─── Extracted records ───
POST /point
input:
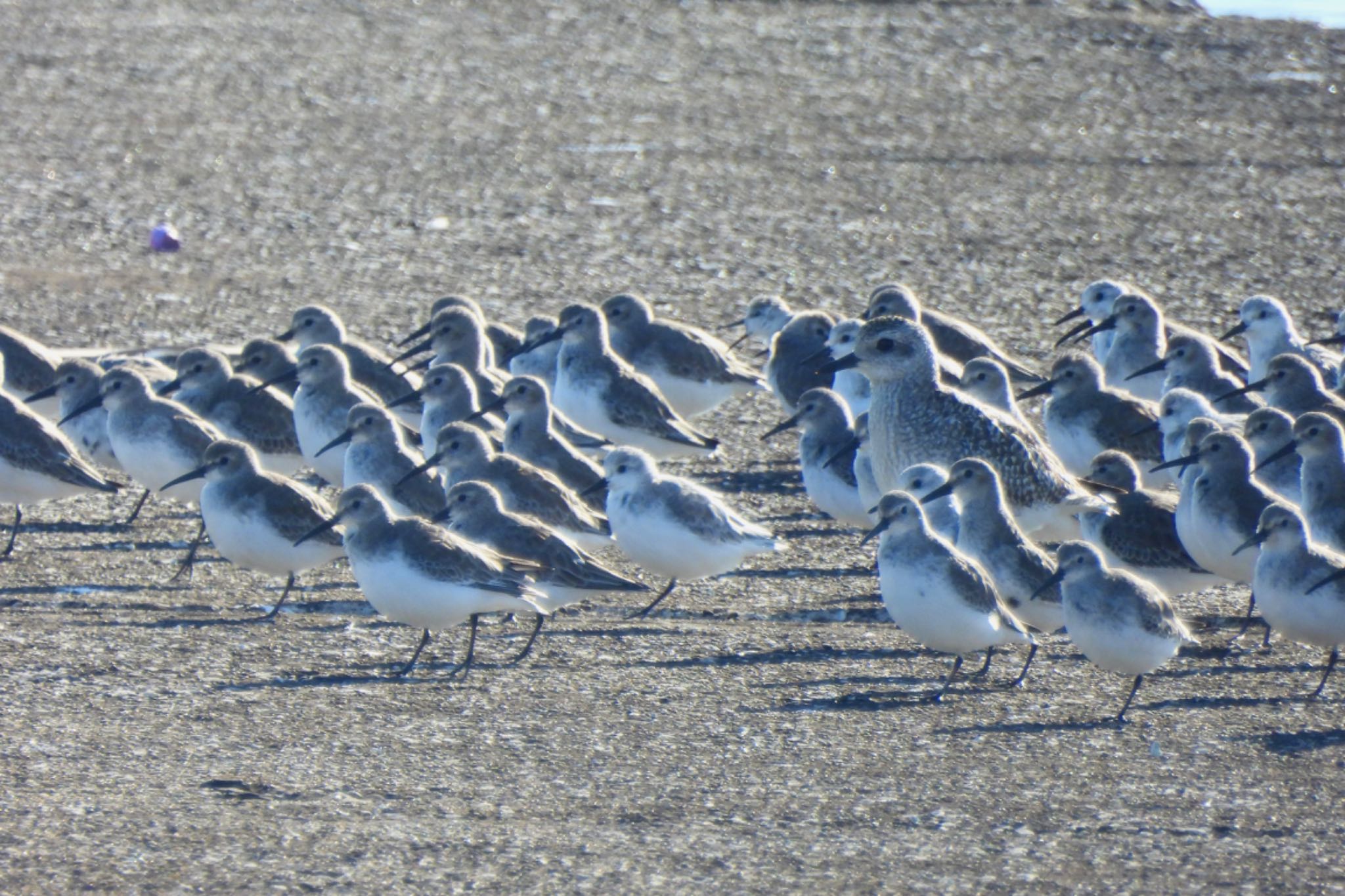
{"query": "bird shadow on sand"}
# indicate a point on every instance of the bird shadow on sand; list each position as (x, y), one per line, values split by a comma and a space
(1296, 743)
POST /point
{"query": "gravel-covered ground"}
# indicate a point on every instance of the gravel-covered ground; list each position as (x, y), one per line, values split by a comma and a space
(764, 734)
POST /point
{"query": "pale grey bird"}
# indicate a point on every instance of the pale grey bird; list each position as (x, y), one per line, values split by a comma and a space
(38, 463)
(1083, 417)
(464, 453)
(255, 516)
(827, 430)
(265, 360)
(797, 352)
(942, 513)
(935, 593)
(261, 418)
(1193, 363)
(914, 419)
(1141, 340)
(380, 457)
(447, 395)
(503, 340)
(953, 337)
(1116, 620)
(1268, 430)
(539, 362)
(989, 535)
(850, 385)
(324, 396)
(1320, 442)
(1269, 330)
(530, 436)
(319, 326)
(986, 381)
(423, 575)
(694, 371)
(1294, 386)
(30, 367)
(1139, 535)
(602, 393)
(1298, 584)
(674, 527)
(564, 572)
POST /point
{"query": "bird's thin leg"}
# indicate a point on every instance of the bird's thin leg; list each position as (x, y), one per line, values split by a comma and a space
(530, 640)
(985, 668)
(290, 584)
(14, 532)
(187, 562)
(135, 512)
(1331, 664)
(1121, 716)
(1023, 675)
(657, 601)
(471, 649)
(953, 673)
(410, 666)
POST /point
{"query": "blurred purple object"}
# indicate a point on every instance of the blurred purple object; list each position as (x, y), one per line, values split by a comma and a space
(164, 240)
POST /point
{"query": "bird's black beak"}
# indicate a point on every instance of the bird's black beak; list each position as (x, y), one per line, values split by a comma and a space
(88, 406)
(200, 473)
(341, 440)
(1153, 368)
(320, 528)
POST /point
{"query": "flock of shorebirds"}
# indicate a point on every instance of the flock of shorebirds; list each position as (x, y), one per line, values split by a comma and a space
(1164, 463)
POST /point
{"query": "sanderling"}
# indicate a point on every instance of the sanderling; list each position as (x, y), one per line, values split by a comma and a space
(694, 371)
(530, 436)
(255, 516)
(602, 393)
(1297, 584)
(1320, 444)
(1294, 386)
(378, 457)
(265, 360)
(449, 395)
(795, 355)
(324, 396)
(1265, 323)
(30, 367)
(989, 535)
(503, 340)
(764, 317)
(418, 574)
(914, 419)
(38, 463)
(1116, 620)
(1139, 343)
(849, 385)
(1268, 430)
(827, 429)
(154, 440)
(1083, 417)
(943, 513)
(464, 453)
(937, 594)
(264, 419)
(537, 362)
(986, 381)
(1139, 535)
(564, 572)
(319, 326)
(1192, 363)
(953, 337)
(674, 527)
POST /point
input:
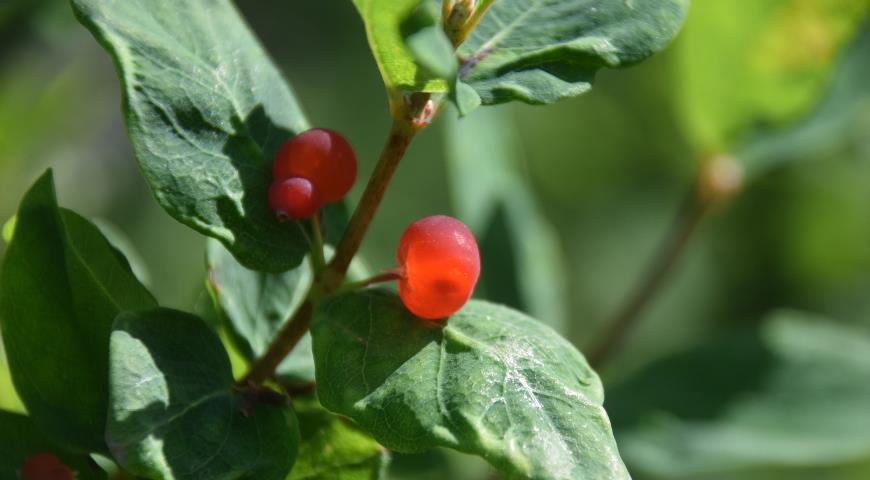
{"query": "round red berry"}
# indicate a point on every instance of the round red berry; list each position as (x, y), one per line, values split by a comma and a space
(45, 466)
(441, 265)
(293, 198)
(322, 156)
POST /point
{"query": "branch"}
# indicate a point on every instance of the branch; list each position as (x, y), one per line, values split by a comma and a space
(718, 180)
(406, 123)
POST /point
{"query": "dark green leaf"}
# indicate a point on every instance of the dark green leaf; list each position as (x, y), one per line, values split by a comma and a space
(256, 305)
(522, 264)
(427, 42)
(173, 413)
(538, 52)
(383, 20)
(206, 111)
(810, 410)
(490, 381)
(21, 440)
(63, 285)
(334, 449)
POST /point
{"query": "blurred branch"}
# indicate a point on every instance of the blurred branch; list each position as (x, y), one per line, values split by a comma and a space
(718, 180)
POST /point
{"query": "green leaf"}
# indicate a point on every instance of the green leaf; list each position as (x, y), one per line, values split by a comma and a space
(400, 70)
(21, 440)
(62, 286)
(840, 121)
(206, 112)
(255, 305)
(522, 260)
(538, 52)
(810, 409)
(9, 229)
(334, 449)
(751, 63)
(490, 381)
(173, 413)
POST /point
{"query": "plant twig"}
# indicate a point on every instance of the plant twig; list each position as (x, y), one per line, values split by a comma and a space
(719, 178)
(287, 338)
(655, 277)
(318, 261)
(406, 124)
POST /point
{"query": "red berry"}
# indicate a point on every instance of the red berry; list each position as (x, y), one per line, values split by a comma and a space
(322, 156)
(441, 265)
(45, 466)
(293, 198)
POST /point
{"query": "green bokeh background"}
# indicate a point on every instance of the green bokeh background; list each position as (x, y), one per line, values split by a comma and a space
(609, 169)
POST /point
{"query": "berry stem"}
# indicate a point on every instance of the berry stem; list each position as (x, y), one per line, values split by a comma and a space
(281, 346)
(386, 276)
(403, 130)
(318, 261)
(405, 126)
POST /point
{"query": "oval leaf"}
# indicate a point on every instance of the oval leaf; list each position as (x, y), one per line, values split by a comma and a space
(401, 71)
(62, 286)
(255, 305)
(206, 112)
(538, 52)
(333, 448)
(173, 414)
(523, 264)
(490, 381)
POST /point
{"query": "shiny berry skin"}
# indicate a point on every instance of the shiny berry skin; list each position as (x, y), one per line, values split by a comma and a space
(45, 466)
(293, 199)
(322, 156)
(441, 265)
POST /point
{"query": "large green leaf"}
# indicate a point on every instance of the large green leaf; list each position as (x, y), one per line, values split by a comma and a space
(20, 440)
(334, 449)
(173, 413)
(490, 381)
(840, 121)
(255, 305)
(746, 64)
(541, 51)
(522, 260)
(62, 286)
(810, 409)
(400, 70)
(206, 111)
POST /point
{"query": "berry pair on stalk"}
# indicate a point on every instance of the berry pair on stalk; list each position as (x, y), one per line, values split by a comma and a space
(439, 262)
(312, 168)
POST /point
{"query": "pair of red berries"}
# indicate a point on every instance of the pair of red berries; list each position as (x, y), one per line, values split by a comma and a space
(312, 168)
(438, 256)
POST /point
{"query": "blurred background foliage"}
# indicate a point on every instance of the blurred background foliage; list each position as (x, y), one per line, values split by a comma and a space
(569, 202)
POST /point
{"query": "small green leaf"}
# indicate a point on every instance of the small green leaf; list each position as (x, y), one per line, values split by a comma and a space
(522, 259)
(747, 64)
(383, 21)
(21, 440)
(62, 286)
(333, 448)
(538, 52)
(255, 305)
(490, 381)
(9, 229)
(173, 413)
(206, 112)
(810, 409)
───
─── Extracted records ───
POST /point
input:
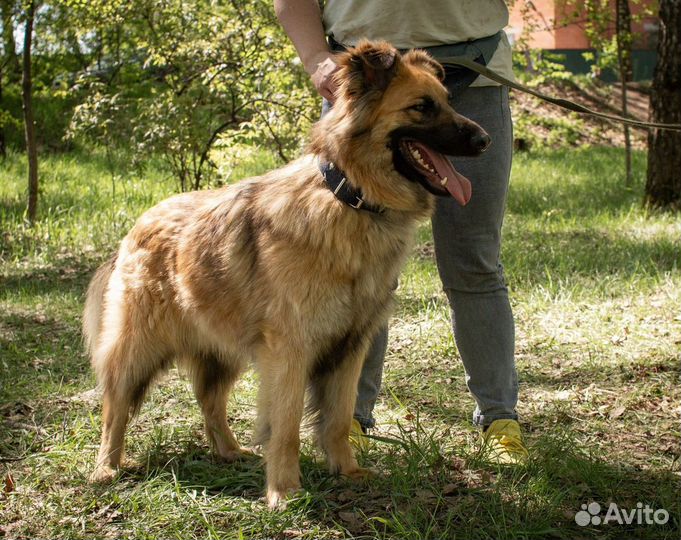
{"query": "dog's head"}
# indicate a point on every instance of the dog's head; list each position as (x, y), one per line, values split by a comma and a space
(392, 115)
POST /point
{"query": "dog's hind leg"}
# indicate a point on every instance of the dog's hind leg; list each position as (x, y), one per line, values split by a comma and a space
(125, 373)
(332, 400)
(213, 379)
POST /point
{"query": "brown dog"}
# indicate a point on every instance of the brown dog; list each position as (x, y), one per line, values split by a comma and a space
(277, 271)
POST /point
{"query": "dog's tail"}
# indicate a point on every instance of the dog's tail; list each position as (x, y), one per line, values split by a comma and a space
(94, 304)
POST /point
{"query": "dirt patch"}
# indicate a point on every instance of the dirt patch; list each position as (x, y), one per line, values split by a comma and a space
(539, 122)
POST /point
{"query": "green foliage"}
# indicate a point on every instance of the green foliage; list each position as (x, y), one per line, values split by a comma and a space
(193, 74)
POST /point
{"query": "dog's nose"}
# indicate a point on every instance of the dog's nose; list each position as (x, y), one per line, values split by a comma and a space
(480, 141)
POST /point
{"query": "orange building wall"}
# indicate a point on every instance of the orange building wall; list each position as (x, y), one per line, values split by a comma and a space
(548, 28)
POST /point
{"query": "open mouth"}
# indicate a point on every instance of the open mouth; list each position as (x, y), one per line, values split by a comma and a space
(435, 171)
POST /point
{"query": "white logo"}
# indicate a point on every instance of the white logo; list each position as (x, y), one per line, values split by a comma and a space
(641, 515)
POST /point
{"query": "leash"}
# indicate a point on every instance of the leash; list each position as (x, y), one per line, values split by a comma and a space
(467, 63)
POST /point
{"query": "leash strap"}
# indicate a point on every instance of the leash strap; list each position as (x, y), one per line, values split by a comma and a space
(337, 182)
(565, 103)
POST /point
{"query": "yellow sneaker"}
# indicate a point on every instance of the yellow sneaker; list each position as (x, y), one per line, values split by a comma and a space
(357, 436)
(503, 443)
───
─── Extracted records ───
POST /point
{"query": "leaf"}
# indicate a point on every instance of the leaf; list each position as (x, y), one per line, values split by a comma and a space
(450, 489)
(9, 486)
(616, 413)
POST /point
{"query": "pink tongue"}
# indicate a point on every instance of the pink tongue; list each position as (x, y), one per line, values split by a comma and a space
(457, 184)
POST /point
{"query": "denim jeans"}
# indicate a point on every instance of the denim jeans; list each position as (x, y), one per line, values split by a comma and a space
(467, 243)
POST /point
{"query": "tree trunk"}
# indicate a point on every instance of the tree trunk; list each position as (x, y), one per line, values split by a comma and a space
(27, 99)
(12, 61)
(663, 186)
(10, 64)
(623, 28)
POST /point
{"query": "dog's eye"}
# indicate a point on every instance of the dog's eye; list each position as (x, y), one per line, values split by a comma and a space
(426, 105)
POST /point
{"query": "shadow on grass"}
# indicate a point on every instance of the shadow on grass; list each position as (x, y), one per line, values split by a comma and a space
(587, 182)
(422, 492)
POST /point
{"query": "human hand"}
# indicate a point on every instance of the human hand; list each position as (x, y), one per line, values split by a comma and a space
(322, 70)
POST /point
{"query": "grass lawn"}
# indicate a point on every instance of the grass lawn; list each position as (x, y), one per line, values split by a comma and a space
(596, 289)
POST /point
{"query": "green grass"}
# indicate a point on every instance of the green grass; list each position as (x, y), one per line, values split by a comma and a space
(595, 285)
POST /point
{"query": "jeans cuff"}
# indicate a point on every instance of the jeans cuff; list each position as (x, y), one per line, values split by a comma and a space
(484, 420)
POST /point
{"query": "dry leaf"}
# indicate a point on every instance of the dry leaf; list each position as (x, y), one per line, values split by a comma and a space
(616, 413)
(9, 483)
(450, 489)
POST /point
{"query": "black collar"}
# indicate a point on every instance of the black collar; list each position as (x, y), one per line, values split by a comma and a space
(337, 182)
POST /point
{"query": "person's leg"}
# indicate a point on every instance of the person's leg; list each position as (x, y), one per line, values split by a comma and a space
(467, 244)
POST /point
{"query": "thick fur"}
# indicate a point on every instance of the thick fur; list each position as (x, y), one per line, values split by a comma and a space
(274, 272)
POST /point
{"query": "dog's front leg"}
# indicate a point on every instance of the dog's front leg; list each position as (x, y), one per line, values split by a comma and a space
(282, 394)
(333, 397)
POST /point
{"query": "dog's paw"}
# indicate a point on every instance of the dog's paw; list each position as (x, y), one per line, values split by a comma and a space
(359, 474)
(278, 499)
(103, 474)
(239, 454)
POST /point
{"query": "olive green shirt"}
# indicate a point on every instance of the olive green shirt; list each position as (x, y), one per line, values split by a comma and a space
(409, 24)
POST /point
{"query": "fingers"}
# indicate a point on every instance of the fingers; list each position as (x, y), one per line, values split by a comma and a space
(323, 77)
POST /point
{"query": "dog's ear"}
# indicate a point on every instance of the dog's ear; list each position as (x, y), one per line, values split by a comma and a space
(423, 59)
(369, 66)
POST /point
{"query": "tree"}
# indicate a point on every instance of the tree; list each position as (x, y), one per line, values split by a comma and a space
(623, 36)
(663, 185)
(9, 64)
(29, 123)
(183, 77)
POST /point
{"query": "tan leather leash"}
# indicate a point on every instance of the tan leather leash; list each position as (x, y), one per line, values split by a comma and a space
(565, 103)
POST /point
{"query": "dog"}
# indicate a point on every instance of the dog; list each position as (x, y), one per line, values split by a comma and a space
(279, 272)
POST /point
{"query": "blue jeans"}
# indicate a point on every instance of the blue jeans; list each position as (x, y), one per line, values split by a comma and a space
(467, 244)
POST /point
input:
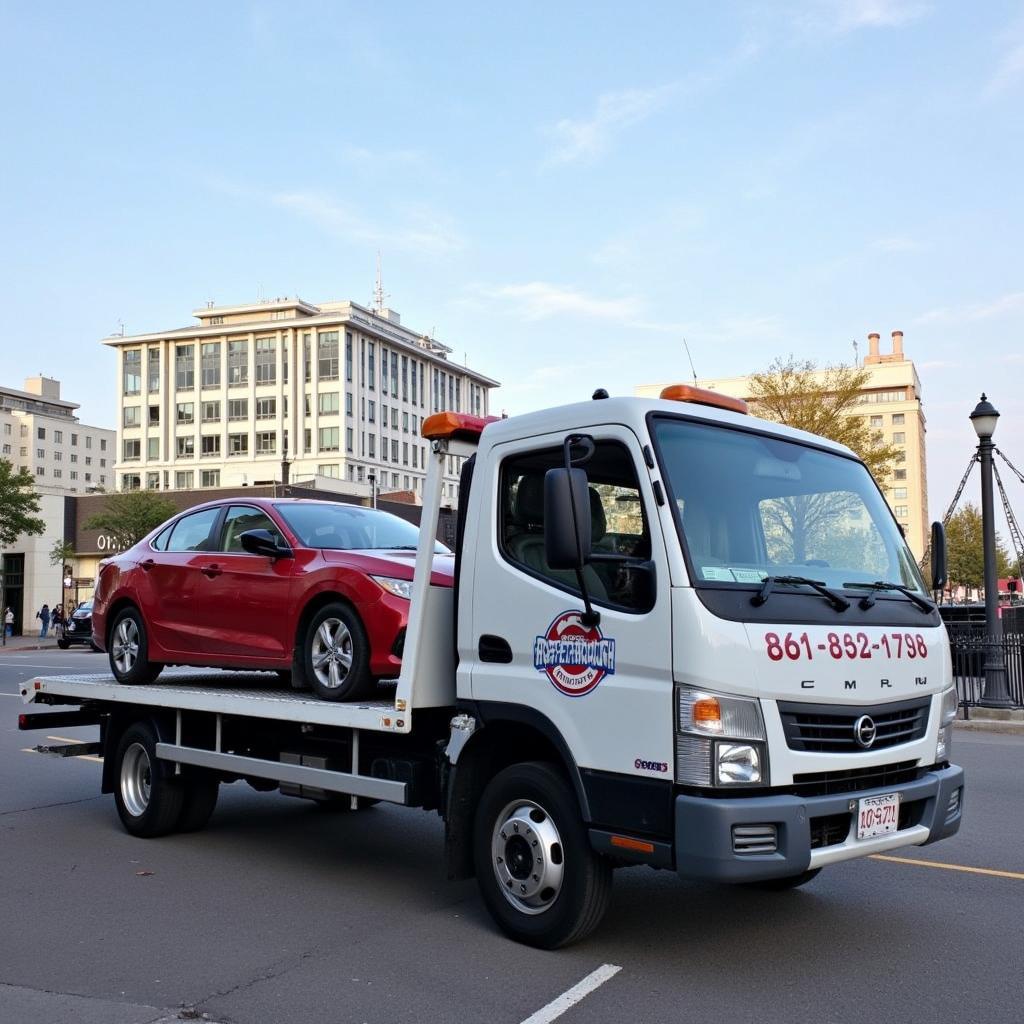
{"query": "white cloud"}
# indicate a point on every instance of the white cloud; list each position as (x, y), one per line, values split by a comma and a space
───
=== Exercise directions ===
Pick out every line of the items that contains the word "berries" and copy each one in full.

=== The response ===
{"query": "pair of red berries"}
# indicate a point on every instance of the pair of red berries; list each position as (x, y), one per line, values split by a comma and a space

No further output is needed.